— Begin —

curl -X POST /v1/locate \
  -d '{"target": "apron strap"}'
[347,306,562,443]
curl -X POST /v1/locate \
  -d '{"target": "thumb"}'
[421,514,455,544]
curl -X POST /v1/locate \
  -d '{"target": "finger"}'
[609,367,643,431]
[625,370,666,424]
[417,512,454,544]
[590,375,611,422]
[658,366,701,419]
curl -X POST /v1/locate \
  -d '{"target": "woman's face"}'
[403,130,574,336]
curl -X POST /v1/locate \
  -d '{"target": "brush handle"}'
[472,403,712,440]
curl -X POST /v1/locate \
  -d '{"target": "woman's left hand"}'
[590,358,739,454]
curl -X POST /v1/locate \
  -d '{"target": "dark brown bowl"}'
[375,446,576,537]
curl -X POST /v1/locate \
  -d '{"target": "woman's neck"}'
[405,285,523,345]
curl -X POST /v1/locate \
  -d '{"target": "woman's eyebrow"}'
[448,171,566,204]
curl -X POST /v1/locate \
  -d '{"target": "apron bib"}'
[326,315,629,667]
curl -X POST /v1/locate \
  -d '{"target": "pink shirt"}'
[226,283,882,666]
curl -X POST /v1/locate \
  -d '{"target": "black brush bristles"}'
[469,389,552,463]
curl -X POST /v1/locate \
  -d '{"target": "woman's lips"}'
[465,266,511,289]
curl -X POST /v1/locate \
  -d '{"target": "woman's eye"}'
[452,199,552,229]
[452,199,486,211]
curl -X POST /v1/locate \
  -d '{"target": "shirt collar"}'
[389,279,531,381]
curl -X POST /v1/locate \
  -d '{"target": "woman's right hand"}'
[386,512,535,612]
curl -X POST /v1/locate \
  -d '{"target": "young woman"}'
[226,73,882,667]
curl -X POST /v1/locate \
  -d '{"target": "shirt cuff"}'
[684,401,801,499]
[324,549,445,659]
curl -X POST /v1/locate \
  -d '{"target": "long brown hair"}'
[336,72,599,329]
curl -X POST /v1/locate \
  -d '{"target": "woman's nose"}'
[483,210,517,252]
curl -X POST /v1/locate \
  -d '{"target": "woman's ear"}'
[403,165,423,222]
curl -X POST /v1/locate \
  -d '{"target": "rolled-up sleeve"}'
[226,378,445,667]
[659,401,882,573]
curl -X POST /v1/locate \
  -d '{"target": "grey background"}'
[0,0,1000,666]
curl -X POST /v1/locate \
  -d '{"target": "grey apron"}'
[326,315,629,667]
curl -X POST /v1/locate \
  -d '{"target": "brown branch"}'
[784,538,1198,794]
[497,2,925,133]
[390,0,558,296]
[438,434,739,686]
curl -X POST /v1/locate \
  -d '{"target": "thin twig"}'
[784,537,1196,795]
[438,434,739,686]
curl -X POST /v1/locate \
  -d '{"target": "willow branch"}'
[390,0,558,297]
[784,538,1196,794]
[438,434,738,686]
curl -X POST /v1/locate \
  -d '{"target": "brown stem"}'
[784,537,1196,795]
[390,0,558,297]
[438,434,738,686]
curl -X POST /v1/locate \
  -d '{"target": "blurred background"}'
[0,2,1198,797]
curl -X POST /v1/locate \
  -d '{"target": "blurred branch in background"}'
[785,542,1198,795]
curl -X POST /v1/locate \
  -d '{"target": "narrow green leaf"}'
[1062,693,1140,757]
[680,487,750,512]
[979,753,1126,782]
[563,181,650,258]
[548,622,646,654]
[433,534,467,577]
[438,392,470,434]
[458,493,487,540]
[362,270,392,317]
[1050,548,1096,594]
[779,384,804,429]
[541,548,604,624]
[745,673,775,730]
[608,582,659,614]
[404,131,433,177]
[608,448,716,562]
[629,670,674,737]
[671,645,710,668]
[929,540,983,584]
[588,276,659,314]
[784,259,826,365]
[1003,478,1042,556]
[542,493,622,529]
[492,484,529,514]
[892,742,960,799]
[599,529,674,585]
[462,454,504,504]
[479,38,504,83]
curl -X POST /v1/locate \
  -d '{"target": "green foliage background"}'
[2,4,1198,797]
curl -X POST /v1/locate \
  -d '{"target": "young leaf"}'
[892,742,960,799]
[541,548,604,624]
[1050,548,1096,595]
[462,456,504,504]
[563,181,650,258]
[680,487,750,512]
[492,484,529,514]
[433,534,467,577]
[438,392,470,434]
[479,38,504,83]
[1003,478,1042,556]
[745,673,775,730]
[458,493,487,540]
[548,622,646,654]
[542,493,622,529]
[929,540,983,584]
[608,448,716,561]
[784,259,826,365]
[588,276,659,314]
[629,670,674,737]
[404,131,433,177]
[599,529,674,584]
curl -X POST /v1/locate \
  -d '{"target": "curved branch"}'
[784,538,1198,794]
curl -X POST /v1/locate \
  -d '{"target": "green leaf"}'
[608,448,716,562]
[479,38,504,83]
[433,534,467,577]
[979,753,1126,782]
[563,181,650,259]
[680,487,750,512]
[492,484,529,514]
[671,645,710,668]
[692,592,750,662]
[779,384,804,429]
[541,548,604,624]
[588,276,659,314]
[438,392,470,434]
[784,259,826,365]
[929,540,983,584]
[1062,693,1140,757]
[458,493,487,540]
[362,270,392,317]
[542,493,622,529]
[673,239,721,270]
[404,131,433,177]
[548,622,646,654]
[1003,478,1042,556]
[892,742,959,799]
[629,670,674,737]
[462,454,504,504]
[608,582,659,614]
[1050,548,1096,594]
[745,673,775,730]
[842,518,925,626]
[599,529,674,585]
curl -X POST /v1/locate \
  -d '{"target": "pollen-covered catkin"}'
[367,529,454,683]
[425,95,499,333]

— End —

Identify every line in the listing above that contains the string "blurred", and copy each of those lines. Case counts.

  -d '{"target": "blurred background"}'
  -d '{"target": "blurred branch in background"}'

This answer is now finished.